Stated exercise
Select every line in the items below that contains the word "wrinkled", and copy each one. Case counts.

-- Begin Provided material --

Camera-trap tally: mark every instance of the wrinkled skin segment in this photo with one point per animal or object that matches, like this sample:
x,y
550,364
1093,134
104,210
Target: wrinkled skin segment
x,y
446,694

-- End Provided material --

Response to the task
Camera-trap tally: mark every instance of the wrinkled skin segment in this photo with one point per animal or object that matches, like this sample:
Target: wrinkled skin segment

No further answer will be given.